Work instructions ::
Which lines of the entries contain the string "Query"? Pick them out and copy each one, treating case as significant.
** START OF Task material **
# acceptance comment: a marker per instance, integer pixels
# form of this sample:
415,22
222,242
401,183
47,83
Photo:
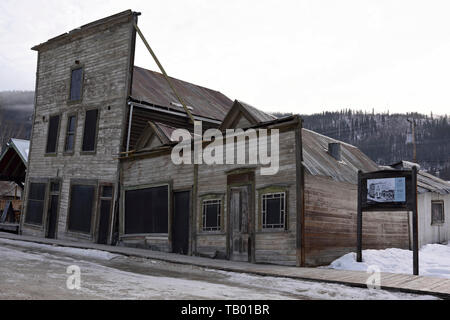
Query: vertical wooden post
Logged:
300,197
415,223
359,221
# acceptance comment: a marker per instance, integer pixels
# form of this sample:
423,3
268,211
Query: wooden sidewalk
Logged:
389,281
** END OF Task material **
** START OF Task material **
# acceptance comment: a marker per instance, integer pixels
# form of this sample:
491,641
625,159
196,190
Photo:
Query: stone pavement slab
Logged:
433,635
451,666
** END OF Task material **
The output ::
Query: vertical wooden post
Query: wooden sidewalk
Query: stone pavement slab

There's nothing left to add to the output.